__TASK__:
Show each line of the data below that contains the word "tree", copying the whole line. Case counts, so skip lines where the word appears with different capitalization.
★ ★ ★
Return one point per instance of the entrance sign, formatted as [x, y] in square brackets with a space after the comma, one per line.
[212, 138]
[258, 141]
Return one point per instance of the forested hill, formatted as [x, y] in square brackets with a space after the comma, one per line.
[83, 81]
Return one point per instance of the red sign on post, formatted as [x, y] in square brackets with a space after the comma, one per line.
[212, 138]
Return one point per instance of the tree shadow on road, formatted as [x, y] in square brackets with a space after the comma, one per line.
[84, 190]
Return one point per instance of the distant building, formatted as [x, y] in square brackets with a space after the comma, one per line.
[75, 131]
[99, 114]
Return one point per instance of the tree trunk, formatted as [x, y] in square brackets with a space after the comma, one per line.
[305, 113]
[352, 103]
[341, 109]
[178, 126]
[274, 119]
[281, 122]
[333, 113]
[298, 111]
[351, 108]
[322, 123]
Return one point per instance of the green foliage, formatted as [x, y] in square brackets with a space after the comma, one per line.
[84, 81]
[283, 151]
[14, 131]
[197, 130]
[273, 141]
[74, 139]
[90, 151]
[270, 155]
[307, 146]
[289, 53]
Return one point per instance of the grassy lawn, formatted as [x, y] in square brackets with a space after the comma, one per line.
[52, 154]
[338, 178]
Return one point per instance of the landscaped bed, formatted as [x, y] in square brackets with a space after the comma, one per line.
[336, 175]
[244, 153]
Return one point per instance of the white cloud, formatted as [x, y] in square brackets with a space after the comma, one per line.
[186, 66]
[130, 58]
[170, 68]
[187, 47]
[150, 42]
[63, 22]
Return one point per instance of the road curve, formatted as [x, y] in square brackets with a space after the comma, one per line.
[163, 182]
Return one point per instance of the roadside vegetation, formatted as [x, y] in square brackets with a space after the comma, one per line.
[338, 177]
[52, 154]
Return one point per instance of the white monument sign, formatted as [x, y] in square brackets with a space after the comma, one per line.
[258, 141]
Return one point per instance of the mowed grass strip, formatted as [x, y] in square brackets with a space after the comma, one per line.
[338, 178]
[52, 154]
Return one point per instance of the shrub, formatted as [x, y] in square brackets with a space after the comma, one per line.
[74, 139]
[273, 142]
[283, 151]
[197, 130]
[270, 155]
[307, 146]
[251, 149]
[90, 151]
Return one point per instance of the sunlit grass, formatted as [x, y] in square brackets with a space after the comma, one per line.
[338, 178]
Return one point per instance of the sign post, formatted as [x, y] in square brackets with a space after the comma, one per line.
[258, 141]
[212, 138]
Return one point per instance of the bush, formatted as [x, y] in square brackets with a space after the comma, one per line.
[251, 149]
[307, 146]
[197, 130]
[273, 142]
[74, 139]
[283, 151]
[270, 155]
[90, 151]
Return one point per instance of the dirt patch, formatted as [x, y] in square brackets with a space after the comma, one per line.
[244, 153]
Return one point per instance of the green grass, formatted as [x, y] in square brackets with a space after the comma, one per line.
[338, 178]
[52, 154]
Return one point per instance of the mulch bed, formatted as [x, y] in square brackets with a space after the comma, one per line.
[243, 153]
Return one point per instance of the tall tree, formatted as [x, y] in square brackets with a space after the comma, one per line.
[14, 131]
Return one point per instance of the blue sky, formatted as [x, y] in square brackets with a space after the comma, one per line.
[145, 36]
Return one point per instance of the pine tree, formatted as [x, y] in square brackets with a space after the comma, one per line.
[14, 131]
★ ★ ★
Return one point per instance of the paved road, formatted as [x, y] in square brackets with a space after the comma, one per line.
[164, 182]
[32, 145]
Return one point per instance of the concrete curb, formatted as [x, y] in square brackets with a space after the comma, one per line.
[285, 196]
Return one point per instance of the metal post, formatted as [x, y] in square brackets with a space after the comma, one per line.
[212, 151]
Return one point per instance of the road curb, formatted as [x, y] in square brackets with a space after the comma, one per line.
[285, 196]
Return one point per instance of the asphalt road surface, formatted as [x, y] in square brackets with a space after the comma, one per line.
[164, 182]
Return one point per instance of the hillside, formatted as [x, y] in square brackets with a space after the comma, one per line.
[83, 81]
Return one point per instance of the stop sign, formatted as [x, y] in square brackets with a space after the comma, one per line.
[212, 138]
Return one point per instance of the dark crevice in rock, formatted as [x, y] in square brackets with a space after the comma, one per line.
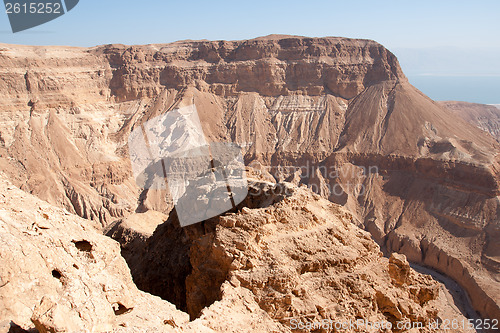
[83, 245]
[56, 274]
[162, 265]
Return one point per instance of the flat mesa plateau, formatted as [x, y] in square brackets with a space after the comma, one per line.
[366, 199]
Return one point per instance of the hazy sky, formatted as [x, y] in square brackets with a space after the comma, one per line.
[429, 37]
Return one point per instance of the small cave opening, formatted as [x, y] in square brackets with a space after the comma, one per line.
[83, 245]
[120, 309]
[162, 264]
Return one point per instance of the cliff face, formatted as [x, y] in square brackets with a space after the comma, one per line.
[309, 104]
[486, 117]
★ ★ ★
__RESULT BELOW__:
Return one point per instance of the tree shadow on road, formatted as [x, y] in square brackets with a space after the comma, one per line.
Return one point per instance of the tree trunk, formatted as [x, y] in square brackets with a space after the comma, one per line.
Return one point per instance of the tall tree, formatted as [x, y] in square brackets with a space after the comma, one per line.
Return one point per instance of the pine tree, formatted as [x, y] in square brackets with a space after the comma, one per line.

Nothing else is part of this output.